**Data supplied**:
>>>

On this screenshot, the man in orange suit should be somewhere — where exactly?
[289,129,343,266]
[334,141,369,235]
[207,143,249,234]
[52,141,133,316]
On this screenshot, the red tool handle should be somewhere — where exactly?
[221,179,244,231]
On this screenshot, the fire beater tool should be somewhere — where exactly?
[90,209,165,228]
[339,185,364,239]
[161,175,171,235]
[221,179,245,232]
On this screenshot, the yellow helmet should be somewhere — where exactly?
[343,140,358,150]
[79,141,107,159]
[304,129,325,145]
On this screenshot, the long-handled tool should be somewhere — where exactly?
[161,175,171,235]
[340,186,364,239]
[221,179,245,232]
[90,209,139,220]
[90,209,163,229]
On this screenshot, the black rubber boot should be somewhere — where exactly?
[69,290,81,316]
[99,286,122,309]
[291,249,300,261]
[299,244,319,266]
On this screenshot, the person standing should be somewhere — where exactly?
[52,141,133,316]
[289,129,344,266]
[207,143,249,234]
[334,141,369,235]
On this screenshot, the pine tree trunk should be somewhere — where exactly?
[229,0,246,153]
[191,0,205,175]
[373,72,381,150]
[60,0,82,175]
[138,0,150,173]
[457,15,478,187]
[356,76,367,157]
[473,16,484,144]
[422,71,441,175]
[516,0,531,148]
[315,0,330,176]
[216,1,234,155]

<<<

Rewrite all the items above, substituting "frame" for each "screenshot" and leaving everything else unchanged.

On this frame, the man in orange suit should be somewhere — where exactly?
[289,129,343,266]
[334,141,369,235]
[207,143,249,234]
[52,141,133,316]
On this frame, the red tool handle should be somewhere — where exactly?
[221,179,244,231]
On this frame, the fire beater tool should be somewhere — where exactly?
[90,209,165,228]
[339,185,364,239]
[161,175,171,235]
[221,179,245,232]
On this frame, the yellow helmet should be somewhere — where exactly?
[343,140,358,150]
[79,141,107,159]
[304,129,325,145]
On this frame, the long-handled tool should be somewhere — where exactly?
[161,175,171,235]
[340,186,364,239]
[221,179,245,232]
[90,209,139,220]
[90,209,163,229]
On this frame, the black rubber boot should be somewhere — where exactly?
[69,290,81,316]
[99,286,122,309]
[291,249,300,261]
[299,244,319,266]
On this frame, the person standing should be somewhere — where exactly?
[52,141,133,316]
[289,129,344,266]
[207,143,249,234]
[334,141,369,235]
On this frame, the pine tree trunk should be somewhere — where exactly?
[229,0,246,153]
[191,0,205,175]
[373,72,381,150]
[60,0,82,175]
[138,0,150,173]
[457,15,478,187]
[356,76,367,157]
[473,16,484,144]
[422,71,441,175]
[516,0,531,148]
[315,0,330,176]
[216,1,234,155]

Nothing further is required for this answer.